*Task directions*: Each line from the one containing "the man's hand." through the last line of the entries below is to be transcribed exactly. Nothing else belongs in the reply.
Segment Open
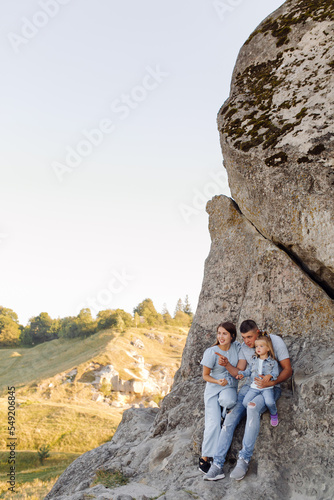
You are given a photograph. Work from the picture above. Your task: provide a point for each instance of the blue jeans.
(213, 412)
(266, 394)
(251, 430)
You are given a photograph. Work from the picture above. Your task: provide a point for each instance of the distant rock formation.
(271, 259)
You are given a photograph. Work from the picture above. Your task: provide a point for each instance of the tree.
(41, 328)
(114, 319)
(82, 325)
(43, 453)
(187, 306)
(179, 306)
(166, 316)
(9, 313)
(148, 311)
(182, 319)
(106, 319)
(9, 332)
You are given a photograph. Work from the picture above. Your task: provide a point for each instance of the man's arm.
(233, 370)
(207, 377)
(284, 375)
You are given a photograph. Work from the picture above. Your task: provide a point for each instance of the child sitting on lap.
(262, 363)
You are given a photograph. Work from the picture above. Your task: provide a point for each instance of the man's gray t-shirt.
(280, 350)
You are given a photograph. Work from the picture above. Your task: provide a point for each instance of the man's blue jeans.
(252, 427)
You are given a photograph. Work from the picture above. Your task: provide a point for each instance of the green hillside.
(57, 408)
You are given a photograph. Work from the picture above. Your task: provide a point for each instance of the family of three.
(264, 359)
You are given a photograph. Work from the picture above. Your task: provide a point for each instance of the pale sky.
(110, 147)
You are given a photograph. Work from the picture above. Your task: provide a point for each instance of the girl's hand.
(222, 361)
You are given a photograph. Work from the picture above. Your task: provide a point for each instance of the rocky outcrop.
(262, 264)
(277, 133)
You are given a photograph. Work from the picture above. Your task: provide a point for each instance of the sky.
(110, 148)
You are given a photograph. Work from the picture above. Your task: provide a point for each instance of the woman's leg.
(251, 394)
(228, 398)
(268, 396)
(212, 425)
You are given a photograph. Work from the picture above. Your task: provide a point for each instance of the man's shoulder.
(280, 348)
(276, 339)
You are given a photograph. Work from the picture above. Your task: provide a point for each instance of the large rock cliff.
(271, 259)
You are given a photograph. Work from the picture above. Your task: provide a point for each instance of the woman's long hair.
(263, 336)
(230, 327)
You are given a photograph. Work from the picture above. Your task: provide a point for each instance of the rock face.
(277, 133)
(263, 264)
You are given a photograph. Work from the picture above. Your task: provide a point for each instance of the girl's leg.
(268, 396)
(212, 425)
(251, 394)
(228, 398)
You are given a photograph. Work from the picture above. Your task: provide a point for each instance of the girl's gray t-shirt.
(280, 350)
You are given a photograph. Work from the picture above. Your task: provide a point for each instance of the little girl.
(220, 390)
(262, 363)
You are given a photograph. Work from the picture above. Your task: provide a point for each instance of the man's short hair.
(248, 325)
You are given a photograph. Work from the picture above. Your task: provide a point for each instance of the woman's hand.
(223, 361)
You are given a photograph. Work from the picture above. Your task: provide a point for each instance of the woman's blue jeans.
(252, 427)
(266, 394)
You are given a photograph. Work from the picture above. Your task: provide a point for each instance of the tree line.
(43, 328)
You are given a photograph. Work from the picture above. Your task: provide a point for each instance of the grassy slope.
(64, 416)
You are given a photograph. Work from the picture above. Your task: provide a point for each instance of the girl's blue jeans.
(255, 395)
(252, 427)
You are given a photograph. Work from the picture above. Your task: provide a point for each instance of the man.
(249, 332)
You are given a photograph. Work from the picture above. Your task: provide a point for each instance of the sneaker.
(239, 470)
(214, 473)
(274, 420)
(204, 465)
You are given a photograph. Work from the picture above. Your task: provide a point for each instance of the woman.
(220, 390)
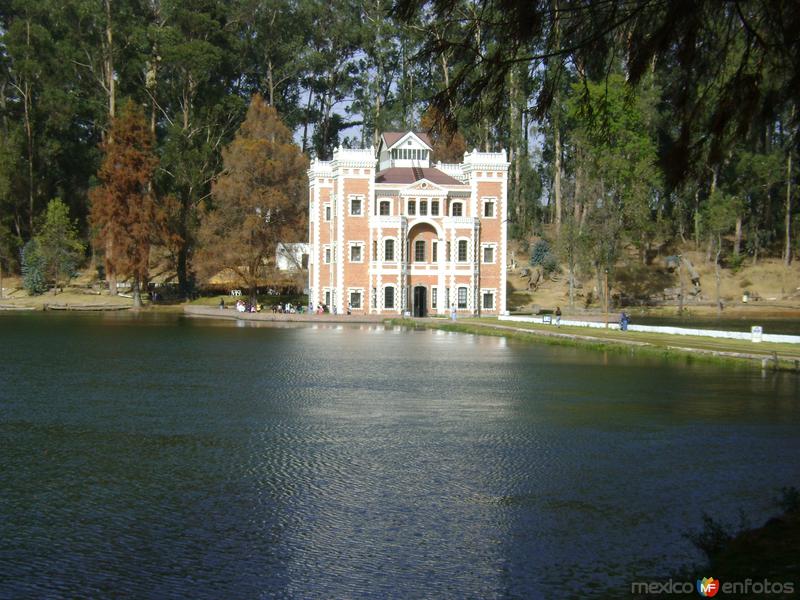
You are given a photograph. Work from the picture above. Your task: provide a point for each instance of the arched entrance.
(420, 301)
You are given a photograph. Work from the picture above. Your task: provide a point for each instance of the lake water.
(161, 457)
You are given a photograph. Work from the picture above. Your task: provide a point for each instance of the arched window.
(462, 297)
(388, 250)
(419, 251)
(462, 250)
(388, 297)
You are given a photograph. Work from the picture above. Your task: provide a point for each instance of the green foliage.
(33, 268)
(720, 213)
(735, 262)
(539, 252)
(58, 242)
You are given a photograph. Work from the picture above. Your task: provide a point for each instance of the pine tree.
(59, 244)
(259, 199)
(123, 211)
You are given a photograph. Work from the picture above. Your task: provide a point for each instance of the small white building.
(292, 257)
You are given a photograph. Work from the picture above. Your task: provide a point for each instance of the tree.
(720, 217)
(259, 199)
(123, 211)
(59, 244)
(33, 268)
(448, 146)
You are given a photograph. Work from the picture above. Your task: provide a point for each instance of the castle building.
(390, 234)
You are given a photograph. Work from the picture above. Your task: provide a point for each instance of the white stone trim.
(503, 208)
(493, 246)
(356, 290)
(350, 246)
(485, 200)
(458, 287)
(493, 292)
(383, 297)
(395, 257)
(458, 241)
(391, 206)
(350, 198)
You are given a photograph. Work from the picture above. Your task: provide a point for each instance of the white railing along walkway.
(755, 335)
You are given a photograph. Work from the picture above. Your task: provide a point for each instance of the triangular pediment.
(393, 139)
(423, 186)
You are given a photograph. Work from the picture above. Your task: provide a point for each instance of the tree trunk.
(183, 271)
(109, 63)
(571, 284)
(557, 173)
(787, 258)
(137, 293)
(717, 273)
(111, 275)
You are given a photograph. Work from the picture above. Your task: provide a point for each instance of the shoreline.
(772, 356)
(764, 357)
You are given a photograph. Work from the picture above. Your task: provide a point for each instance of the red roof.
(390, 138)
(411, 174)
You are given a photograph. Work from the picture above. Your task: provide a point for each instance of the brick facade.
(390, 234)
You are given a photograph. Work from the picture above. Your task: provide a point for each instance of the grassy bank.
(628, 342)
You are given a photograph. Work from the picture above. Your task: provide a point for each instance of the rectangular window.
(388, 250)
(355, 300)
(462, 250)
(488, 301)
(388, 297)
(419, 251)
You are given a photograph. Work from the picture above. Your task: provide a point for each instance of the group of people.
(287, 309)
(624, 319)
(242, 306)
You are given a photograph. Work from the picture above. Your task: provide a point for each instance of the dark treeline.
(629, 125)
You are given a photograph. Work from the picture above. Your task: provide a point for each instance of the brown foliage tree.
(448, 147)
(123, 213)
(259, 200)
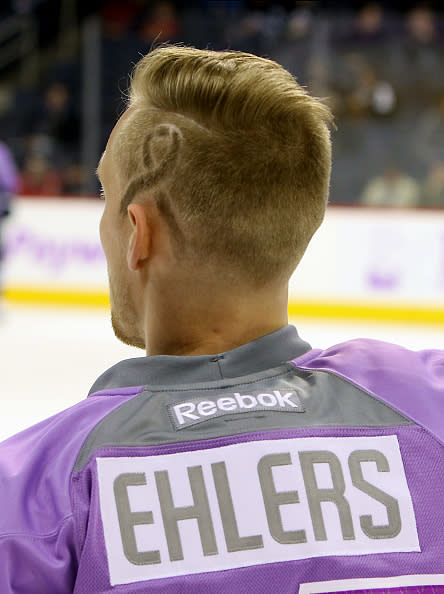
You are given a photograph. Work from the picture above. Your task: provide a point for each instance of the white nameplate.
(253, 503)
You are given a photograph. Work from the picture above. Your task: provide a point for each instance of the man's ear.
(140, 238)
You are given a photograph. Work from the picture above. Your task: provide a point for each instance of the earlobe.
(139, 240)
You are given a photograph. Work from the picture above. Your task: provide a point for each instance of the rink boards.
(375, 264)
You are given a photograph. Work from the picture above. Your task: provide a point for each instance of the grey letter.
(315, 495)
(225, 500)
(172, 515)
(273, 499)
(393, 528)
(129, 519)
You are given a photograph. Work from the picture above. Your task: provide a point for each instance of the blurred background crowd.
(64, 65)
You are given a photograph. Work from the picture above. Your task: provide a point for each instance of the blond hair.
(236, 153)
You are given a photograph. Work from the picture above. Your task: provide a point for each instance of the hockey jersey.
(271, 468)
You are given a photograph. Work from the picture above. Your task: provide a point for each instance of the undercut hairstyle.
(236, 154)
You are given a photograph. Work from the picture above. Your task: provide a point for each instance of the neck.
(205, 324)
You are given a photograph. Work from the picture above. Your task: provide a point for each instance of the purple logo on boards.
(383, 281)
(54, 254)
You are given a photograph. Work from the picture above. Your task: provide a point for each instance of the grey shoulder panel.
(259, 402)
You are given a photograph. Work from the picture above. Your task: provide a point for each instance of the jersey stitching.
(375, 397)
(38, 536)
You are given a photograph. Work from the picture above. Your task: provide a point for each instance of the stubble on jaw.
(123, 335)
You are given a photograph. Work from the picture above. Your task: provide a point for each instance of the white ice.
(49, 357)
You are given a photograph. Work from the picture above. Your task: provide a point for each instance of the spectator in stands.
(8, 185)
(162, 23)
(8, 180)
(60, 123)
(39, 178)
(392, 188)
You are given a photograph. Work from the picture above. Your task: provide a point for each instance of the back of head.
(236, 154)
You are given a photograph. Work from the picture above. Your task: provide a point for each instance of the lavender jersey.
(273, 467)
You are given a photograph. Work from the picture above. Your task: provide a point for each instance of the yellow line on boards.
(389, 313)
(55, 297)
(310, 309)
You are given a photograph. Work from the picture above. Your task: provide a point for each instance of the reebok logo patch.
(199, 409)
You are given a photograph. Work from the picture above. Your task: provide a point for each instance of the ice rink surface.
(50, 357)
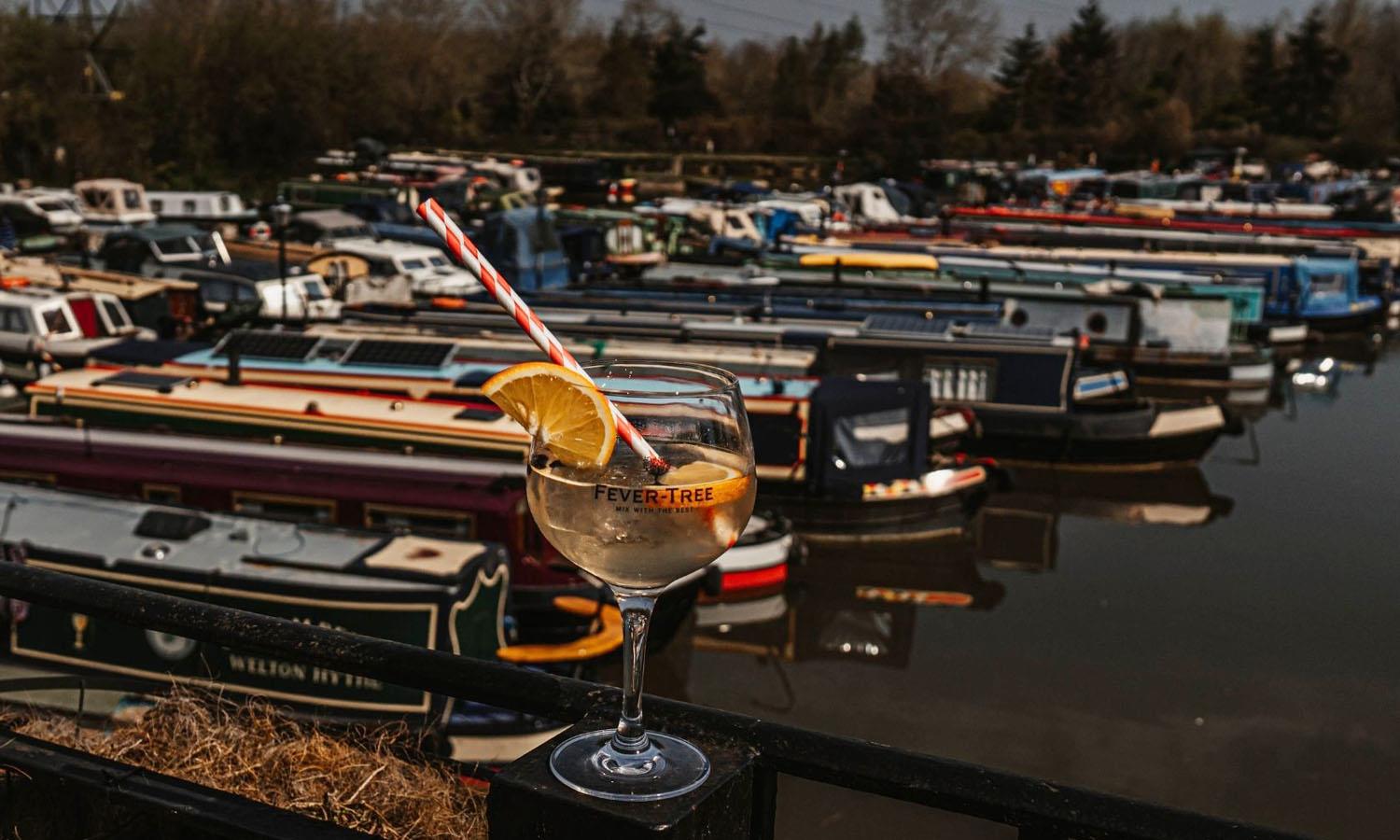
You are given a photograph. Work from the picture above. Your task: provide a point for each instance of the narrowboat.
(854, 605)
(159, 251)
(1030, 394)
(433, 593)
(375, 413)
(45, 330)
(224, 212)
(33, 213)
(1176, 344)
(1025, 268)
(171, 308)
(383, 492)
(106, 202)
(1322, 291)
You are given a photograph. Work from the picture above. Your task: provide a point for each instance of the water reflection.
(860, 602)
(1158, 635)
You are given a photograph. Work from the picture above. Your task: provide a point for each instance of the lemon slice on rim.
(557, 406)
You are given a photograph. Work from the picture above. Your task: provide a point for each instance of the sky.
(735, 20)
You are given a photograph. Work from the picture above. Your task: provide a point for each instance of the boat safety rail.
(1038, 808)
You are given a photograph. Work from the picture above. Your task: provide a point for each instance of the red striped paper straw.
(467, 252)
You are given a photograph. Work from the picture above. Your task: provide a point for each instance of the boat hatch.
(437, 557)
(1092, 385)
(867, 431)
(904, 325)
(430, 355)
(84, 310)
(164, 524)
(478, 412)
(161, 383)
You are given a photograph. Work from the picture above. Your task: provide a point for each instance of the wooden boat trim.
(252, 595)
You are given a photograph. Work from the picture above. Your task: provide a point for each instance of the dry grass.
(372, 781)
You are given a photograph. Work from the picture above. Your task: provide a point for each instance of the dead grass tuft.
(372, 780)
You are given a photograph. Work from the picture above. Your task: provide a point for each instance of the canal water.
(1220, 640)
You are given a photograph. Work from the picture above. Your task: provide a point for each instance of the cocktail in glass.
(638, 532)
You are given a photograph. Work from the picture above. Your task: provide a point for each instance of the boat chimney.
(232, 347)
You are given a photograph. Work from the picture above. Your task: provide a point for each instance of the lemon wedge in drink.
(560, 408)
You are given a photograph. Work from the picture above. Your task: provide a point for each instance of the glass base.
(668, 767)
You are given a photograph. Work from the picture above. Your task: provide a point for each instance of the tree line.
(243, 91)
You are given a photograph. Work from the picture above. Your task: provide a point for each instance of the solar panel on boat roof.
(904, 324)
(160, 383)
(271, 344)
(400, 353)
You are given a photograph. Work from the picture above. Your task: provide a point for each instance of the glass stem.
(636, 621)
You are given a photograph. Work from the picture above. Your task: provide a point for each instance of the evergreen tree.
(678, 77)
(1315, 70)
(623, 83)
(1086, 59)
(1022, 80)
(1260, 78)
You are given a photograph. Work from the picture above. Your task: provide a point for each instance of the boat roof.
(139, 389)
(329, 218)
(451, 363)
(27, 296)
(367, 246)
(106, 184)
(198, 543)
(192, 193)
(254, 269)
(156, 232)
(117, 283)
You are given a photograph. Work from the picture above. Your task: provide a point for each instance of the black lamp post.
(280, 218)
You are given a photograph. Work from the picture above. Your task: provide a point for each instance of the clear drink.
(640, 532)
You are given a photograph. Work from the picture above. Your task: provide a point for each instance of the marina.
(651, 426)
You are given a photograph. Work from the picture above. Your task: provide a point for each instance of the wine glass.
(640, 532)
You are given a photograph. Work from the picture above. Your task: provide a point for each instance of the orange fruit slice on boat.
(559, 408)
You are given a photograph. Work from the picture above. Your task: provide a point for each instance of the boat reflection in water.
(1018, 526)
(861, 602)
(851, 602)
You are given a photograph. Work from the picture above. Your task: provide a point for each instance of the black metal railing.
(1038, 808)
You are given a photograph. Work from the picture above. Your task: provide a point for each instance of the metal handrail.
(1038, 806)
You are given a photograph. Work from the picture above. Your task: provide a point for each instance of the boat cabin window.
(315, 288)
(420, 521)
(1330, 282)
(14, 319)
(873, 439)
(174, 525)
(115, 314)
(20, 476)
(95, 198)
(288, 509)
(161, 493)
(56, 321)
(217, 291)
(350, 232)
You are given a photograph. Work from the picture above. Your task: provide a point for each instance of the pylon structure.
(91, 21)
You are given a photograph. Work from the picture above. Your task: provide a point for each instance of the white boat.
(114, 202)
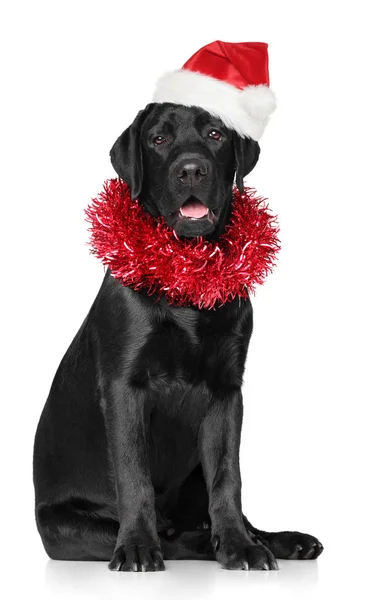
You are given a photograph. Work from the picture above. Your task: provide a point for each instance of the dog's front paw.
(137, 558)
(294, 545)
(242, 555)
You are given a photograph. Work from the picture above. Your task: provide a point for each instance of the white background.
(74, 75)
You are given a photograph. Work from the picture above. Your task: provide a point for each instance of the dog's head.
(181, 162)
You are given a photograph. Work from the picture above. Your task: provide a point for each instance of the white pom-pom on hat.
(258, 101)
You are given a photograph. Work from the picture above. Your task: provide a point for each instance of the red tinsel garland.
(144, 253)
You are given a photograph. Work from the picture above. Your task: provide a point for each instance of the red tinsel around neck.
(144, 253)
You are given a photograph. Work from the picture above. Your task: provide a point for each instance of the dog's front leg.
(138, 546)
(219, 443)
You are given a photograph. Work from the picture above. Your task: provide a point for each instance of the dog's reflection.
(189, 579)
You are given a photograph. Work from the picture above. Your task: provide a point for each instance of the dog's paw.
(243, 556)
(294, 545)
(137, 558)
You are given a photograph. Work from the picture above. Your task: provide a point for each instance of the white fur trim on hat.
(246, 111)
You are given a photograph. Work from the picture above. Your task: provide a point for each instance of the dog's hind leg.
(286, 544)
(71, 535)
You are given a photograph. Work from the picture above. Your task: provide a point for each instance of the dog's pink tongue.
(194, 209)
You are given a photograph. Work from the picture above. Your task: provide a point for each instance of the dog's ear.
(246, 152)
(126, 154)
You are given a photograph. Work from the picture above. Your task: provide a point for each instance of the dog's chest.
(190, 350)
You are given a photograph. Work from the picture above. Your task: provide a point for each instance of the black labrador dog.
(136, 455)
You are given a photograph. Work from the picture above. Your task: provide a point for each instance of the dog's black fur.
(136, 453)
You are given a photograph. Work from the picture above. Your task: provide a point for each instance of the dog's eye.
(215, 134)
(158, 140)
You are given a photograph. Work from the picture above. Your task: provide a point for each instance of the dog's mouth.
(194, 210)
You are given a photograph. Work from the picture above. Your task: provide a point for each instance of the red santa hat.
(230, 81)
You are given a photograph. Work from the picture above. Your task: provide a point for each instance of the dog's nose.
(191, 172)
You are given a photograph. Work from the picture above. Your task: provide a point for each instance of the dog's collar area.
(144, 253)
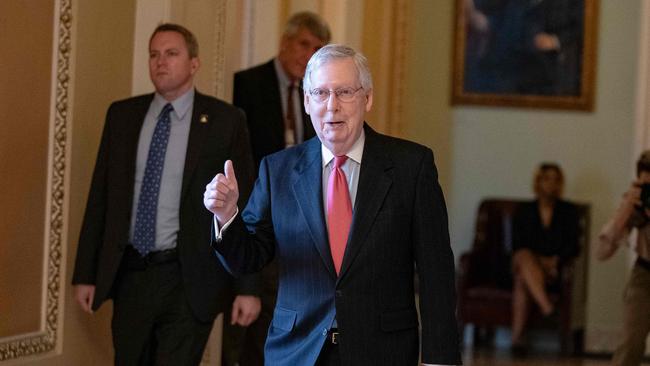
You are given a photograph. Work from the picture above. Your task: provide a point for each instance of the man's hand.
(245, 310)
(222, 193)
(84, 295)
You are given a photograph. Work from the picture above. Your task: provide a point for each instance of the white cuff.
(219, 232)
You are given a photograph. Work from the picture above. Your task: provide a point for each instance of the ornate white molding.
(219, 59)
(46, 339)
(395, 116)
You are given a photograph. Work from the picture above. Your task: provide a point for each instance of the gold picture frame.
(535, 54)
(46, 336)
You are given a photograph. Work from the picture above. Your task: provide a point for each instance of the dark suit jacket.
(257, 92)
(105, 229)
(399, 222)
Segment Closed
*Completed task*:
You are given a photograph. Work from the picture above. Your task: provide a point for each instance of the man's hand.
(245, 310)
(222, 193)
(84, 295)
You are given a photograph. Work from the picture above. Your task: provide a point for each instance of the white cuff.
(219, 232)
You are given a photograph. Work from the picture above. Your task: provide a point for each instance of the ornate white molding.
(219, 59)
(46, 339)
(395, 116)
You are given a photograph. Work from the picture above. Your task: provide a point for each instance of the gold picture frame.
(535, 54)
(46, 336)
You are given a photograph. Work from the picture above. Your task: provide a point for each instance of the dark suit jacket.
(257, 92)
(105, 229)
(399, 222)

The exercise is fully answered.